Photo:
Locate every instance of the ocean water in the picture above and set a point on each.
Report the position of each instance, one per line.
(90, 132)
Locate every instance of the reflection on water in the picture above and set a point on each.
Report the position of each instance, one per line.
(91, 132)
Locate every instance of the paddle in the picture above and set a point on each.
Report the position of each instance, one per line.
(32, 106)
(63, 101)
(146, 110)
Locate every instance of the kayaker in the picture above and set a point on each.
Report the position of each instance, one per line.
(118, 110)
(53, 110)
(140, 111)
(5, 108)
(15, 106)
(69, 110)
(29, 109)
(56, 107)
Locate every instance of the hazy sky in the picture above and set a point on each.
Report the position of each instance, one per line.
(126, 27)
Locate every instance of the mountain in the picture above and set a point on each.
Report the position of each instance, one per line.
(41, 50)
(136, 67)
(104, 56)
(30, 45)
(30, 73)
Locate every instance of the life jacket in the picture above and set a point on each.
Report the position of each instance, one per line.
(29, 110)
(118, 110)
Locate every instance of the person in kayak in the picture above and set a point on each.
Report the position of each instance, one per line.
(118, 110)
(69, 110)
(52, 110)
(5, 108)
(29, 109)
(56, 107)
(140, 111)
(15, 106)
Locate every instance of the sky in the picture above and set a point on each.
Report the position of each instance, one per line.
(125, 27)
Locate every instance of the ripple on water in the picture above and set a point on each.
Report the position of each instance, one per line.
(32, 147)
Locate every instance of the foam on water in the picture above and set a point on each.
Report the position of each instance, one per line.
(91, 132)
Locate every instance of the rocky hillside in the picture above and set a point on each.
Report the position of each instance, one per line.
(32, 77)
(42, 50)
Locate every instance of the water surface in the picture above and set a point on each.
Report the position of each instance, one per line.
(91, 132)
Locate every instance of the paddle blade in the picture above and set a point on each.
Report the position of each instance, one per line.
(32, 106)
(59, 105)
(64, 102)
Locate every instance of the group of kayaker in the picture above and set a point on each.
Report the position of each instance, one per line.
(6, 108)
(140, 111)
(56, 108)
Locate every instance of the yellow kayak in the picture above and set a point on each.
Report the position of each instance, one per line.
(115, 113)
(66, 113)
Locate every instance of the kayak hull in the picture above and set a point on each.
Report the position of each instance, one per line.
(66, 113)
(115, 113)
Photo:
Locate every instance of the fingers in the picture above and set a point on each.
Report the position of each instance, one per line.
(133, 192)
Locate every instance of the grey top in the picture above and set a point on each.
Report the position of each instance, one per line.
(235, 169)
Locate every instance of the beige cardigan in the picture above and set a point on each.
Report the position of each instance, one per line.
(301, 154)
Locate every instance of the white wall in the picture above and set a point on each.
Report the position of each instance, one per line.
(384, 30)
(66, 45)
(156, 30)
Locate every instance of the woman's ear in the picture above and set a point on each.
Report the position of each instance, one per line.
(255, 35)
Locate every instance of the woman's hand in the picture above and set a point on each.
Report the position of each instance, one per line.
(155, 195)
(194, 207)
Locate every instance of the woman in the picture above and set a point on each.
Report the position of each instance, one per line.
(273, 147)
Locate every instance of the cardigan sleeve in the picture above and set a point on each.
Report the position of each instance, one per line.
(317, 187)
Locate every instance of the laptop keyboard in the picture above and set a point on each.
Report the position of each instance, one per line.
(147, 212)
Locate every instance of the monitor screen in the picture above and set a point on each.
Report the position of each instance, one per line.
—————
● **ASSIGNMENT**: The answer must be a single number: the count of lines in the data that include the word "cardigan".

● **RESPONSE AREA**: 2